**Job**
Transcribe everything in the listing from its start down to the line containing "pixel 196 158", with both ends included.
--- start of Entries shown ---
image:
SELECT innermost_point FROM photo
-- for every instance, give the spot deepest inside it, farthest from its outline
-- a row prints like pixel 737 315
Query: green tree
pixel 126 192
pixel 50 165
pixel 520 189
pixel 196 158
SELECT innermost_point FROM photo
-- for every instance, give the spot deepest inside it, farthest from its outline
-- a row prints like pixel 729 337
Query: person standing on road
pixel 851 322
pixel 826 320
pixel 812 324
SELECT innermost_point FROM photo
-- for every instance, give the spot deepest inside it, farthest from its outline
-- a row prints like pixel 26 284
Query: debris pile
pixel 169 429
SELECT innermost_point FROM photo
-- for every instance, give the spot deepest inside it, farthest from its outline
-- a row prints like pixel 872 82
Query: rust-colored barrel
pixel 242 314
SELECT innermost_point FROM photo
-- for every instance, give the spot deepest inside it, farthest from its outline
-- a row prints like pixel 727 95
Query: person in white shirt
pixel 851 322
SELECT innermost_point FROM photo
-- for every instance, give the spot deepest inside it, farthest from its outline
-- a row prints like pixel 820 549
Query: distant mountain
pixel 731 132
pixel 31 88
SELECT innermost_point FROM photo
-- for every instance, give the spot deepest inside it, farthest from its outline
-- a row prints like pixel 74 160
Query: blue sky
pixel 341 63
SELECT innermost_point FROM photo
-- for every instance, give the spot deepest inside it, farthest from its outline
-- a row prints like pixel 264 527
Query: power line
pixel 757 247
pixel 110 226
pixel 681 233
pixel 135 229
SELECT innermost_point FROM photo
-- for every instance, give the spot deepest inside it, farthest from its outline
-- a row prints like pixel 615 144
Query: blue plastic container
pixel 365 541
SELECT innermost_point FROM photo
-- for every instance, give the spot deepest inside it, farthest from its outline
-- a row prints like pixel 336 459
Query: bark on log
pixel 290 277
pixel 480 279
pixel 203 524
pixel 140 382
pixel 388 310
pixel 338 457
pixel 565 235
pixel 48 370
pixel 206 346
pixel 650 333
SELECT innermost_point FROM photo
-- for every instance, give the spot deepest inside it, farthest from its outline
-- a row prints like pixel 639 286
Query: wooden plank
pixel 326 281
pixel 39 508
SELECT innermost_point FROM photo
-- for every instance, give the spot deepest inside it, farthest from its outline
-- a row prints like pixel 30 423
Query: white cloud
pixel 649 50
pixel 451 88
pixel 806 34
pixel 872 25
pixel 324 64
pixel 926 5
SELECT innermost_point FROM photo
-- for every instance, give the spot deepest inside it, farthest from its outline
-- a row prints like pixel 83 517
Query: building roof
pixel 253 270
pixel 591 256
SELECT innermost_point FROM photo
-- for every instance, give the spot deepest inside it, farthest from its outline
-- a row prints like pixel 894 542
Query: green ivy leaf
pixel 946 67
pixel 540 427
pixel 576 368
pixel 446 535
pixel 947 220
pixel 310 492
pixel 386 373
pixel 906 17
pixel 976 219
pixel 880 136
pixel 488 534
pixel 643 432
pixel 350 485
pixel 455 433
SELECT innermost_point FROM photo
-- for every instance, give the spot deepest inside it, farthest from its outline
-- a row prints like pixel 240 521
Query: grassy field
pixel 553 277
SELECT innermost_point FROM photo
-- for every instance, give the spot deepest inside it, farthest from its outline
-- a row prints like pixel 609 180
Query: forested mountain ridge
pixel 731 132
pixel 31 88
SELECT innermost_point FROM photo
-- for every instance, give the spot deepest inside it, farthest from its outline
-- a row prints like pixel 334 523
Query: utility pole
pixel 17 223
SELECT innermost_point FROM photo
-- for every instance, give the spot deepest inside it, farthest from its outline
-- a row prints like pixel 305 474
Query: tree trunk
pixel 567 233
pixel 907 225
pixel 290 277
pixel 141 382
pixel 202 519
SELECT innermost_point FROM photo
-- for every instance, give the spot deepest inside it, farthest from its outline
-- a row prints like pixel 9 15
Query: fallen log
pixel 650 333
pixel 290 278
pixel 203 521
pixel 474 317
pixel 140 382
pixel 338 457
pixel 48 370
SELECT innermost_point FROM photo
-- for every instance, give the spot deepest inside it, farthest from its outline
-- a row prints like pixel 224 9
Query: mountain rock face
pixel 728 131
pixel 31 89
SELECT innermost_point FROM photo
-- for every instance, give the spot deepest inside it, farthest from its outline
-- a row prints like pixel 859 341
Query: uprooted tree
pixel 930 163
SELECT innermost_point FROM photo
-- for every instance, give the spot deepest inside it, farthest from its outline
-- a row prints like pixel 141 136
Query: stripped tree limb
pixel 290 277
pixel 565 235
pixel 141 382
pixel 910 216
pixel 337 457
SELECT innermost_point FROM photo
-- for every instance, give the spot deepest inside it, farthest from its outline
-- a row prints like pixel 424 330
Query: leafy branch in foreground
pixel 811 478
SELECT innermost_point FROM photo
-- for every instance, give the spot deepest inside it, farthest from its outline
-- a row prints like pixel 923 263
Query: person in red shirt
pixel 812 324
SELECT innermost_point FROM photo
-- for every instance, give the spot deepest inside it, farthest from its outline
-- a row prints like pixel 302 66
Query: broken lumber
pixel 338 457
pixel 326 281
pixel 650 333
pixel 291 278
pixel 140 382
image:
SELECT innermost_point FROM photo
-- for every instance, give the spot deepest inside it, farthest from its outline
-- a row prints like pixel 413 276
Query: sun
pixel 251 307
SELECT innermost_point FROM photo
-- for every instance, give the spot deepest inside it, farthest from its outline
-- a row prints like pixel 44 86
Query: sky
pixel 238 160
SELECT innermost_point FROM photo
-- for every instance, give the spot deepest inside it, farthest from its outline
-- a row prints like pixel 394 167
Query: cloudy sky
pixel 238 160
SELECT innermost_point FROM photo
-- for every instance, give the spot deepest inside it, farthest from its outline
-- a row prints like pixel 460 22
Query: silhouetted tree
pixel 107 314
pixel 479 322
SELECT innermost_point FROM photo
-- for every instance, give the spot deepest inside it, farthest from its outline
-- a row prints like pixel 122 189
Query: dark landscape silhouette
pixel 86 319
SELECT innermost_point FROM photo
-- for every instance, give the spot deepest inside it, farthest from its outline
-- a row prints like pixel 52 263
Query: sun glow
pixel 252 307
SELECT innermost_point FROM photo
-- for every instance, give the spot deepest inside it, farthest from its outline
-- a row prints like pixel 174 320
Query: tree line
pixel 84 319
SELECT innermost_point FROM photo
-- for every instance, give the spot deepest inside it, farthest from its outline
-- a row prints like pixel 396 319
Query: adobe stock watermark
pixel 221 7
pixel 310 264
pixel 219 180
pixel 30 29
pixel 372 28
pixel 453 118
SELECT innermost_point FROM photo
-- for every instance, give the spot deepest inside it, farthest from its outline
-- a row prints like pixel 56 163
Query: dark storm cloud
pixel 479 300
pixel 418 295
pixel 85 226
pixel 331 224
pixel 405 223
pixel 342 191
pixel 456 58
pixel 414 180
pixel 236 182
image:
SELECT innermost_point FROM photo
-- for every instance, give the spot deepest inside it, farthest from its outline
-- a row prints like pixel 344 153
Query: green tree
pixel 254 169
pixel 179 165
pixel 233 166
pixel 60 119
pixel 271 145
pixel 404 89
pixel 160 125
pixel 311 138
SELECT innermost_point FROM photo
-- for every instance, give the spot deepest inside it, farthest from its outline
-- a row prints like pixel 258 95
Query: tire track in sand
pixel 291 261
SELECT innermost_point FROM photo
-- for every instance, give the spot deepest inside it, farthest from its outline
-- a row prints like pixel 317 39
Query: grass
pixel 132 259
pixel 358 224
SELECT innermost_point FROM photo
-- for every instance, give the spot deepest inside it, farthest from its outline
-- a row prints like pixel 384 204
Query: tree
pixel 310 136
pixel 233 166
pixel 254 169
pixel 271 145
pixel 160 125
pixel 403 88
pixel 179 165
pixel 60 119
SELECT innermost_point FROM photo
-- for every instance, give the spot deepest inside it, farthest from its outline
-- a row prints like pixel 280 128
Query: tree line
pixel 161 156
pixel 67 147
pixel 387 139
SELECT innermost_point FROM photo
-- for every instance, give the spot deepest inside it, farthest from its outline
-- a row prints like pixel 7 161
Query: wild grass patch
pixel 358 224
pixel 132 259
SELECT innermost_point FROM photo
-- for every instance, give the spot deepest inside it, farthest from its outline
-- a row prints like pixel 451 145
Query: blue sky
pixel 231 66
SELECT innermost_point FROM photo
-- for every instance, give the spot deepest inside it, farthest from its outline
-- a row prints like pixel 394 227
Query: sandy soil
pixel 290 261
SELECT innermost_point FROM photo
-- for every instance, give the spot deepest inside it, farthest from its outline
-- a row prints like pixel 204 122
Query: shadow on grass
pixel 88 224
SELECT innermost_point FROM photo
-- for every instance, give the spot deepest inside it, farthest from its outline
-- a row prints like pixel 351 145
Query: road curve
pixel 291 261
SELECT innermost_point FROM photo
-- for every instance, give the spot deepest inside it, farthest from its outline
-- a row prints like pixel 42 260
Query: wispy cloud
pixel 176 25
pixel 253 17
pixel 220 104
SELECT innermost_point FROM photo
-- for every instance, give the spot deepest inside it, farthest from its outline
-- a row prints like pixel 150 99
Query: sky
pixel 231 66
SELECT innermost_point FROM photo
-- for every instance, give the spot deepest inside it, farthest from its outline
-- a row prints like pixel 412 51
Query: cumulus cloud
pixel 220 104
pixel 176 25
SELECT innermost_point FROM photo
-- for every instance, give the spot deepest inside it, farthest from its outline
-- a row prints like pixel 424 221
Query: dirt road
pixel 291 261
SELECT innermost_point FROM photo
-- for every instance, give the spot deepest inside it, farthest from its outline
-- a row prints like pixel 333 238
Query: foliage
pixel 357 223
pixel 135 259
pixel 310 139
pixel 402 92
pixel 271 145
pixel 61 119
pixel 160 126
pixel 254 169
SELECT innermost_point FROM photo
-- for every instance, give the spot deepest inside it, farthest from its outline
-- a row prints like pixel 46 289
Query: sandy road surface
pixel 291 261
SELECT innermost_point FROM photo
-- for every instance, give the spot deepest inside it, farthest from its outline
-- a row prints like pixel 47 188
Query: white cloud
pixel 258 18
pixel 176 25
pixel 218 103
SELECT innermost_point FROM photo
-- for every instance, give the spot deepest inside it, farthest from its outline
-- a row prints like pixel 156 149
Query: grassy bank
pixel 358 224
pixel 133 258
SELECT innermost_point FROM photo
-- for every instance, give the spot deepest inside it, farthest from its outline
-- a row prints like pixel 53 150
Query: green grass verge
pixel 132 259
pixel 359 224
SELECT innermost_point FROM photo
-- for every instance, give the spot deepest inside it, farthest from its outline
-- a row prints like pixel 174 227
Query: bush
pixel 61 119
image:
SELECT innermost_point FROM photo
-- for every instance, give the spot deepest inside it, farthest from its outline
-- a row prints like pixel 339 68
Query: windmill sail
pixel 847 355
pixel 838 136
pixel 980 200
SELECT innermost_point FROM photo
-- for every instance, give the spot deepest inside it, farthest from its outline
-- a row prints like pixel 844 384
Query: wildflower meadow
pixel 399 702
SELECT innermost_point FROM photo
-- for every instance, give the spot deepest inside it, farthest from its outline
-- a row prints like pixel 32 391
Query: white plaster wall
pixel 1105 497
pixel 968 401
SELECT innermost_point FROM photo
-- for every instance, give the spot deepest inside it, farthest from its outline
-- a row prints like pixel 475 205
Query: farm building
--- end of Entries shown ---
**Full output**
image:
SELECT innermost_point FROM photo
-- for every instance, give the spot deepest inside it, farthest from its outline
-- a row prints like pixel 737 315
Query: green tree
pixel 126 192
pixel 50 165
pixel 520 189
pixel 196 158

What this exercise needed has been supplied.